**What you should do**. From the line with "Note: for this drill we locate the truck" to the final line of the records, reproduce every line exactly and only those lines.

══ Data shown ══

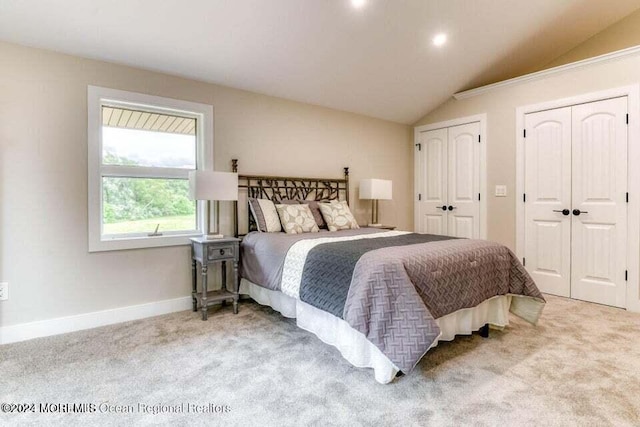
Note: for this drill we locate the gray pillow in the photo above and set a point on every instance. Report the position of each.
(266, 216)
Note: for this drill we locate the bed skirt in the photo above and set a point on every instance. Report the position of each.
(354, 346)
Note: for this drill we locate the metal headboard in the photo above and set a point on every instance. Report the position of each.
(277, 188)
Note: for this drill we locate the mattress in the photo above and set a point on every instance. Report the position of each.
(392, 286)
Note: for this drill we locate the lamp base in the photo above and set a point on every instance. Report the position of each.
(213, 236)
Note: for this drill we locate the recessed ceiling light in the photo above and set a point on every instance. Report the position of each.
(358, 3)
(440, 39)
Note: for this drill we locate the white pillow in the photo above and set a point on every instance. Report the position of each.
(297, 219)
(338, 216)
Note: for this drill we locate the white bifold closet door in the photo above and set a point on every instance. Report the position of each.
(449, 181)
(575, 209)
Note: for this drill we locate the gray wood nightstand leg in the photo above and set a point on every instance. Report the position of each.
(194, 283)
(223, 272)
(204, 292)
(236, 287)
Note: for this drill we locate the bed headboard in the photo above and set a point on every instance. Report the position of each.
(278, 188)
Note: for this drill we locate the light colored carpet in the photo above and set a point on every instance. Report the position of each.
(579, 366)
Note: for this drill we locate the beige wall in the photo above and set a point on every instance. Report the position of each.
(623, 34)
(500, 106)
(43, 176)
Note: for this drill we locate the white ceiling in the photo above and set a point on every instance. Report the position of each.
(377, 60)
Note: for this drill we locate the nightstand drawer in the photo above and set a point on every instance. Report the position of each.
(221, 252)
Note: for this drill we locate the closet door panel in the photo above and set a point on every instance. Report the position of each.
(464, 181)
(548, 193)
(433, 220)
(599, 165)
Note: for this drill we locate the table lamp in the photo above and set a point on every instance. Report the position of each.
(213, 186)
(375, 189)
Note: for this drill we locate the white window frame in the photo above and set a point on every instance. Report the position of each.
(97, 97)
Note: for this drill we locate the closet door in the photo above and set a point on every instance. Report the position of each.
(463, 177)
(599, 230)
(433, 177)
(548, 199)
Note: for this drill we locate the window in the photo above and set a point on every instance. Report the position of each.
(141, 150)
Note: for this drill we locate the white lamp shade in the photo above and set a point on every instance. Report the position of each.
(209, 185)
(378, 189)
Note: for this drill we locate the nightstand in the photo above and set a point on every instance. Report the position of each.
(206, 252)
(383, 227)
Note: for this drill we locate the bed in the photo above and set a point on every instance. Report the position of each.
(382, 298)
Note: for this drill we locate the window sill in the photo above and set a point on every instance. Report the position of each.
(119, 244)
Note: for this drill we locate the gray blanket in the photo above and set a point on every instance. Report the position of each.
(396, 293)
(329, 267)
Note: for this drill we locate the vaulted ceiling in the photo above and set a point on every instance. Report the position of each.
(377, 59)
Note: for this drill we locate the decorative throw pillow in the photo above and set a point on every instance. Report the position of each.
(338, 216)
(315, 210)
(297, 219)
(265, 214)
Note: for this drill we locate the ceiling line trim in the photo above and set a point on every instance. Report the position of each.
(548, 72)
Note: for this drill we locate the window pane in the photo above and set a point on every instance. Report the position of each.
(140, 138)
(138, 205)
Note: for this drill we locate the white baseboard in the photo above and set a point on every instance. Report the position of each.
(61, 325)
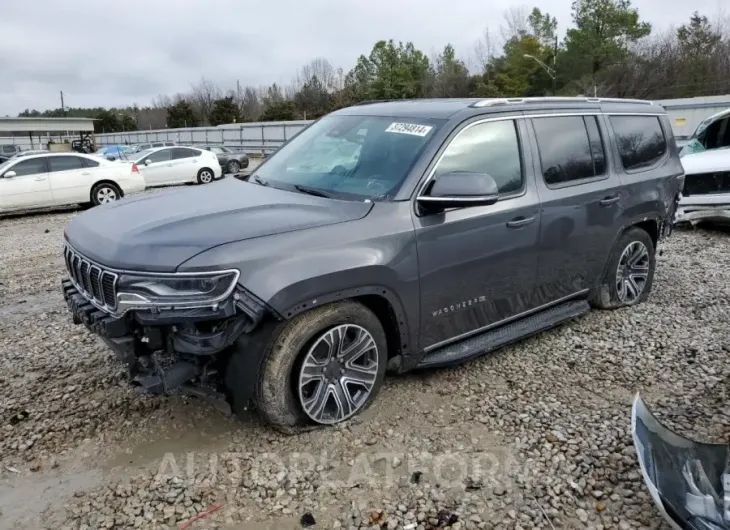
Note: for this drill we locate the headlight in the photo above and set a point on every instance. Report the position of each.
(176, 290)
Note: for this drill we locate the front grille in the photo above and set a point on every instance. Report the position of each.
(95, 283)
(706, 183)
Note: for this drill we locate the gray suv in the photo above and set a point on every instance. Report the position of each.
(388, 236)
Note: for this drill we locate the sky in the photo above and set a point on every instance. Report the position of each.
(112, 53)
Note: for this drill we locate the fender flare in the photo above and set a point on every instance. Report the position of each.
(401, 318)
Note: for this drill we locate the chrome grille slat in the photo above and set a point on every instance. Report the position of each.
(94, 282)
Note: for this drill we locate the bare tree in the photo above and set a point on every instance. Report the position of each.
(516, 23)
(202, 96)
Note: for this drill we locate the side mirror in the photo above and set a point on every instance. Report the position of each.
(459, 189)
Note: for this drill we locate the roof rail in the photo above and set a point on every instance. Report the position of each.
(553, 99)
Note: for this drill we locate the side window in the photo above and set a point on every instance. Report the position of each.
(29, 167)
(182, 152)
(570, 148)
(640, 140)
(64, 163)
(490, 147)
(163, 155)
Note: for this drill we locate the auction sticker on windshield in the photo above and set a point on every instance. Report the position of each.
(409, 128)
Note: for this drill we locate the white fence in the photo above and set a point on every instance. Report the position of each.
(263, 137)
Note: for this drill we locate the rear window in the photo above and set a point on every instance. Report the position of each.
(640, 139)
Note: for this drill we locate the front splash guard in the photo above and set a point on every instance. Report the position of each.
(689, 481)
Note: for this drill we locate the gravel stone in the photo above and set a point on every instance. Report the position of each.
(538, 430)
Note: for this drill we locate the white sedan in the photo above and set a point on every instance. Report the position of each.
(59, 179)
(177, 165)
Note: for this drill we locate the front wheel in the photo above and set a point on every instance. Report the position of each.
(325, 366)
(629, 273)
(205, 176)
(104, 193)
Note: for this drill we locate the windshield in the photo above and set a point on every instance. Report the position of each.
(356, 157)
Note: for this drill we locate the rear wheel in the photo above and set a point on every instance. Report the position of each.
(104, 193)
(326, 366)
(629, 273)
(234, 166)
(205, 176)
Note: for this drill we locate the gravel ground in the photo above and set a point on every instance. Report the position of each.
(536, 435)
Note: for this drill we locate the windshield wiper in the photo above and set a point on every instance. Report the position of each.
(313, 191)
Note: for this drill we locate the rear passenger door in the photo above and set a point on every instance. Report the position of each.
(580, 201)
(70, 179)
(185, 164)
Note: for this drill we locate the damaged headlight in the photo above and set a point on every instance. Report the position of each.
(174, 290)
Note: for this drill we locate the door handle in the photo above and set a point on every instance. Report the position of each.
(519, 222)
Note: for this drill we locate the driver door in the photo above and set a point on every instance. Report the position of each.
(29, 188)
(159, 170)
(478, 265)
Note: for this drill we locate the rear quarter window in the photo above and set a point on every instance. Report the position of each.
(640, 140)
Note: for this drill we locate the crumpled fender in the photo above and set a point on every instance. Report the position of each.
(689, 481)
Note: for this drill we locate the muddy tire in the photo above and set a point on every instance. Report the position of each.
(629, 272)
(303, 365)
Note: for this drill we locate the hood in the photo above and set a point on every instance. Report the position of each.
(159, 232)
(710, 161)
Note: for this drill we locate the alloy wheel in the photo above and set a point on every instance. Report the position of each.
(632, 272)
(338, 374)
(106, 195)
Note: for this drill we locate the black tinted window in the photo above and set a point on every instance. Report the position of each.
(32, 166)
(162, 155)
(492, 148)
(182, 152)
(640, 140)
(566, 153)
(64, 163)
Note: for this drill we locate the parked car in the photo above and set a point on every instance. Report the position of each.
(146, 147)
(178, 165)
(706, 191)
(712, 133)
(230, 160)
(8, 150)
(464, 225)
(115, 152)
(57, 179)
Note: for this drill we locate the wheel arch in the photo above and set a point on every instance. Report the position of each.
(381, 300)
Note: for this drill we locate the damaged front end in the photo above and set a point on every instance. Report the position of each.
(689, 481)
(174, 331)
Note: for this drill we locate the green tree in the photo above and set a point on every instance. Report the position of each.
(281, 111)
(698, 38)
(603, 31)
(181, 114)
(451, 76)
(390, 72)
(225, 110)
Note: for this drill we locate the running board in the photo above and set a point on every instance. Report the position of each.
(504, 335)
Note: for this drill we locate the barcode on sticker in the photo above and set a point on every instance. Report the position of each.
(409, 128)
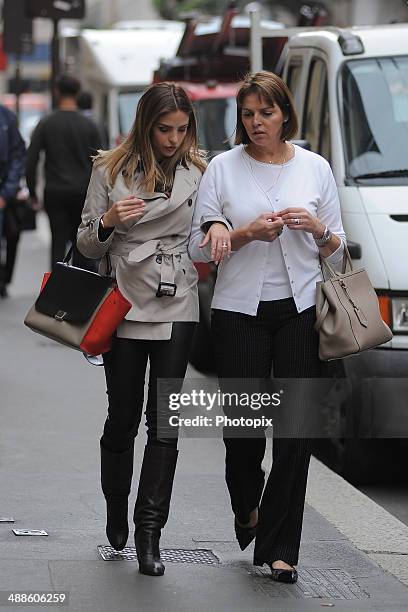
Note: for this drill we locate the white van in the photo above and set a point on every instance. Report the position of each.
(351, 92)
(117, 65)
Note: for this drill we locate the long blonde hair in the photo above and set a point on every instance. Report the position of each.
(157, 100)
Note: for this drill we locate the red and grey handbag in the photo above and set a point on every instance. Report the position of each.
(78, 308)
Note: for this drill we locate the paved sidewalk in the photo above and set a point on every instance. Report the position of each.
(53, 408)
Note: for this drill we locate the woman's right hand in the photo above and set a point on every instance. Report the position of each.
(128, 209)
(266, 227)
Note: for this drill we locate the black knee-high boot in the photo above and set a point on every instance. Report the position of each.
(116, 479)
(152, 505)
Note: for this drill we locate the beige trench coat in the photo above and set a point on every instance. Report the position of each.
(150, 250)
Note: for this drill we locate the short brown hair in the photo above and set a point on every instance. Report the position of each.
(157, 100)
(273, 90)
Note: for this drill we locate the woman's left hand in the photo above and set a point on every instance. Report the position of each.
(220, 239)
(302, 219)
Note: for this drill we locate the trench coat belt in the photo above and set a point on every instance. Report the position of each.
(166, 256)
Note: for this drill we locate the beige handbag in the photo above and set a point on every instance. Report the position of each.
(348, 316)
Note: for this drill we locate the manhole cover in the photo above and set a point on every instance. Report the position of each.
(172, 555)
(312, 583)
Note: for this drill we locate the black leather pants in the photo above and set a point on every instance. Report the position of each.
(125, 371)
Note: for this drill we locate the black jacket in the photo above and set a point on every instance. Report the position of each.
(68, 140)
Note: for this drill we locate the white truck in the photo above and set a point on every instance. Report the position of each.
(351, 92)
(117, 65)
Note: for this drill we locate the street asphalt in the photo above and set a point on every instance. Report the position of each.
(353, 556)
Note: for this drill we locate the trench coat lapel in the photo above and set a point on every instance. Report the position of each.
(158, 205)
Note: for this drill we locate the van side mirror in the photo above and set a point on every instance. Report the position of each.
(305, 144)
(354, 249)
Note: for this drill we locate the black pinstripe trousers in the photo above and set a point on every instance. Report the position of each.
(249, 347)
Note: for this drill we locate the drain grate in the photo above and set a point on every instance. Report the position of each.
(312, 583)
(172, 555)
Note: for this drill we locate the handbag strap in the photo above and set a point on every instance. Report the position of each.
(68, 257)
(346, 261)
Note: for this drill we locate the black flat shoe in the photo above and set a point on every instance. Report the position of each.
(281, 575)
(117, 529)
(244, 535)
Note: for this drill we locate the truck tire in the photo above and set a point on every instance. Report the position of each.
(364, 462)
(360, 460)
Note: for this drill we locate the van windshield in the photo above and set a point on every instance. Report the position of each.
(375, 120)
(216, 119)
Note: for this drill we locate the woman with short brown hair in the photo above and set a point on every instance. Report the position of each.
(139, 208)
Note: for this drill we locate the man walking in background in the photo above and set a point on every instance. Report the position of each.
(12, 162)
(68, 140)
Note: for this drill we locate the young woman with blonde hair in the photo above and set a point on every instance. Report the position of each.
(139, 209)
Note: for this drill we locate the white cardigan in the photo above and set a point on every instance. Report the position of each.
(228, 192)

═══

**Task solution**.
Note: for this drill we locate the truck tire in the photo above and set a point on every instance. Report the position of each.
(364, 462)
(360, 460)
Note: for this drill we locate the van windshield in the photo above and set a point on every instance. Report the position of each.
(375, 120)
(216, 119)
Note: for this drill we locate the woman with short brown hair in the photo above and set a point on every instance. Report the position of each.
(139, 208)
Note: for this drill we locate the man walking in background in the photo above and set a point on every instance. Report the position of each.
(12, 162)
(68, 140)
Note: for this drill we locate the young woman with blonde hair in the photo above and set a point on every instance. Report the position of each.
(139, 209)
Note: for this drill we locate the white cardigan in the photo above and set a point on every instance. Report the position of each.
(228, 192)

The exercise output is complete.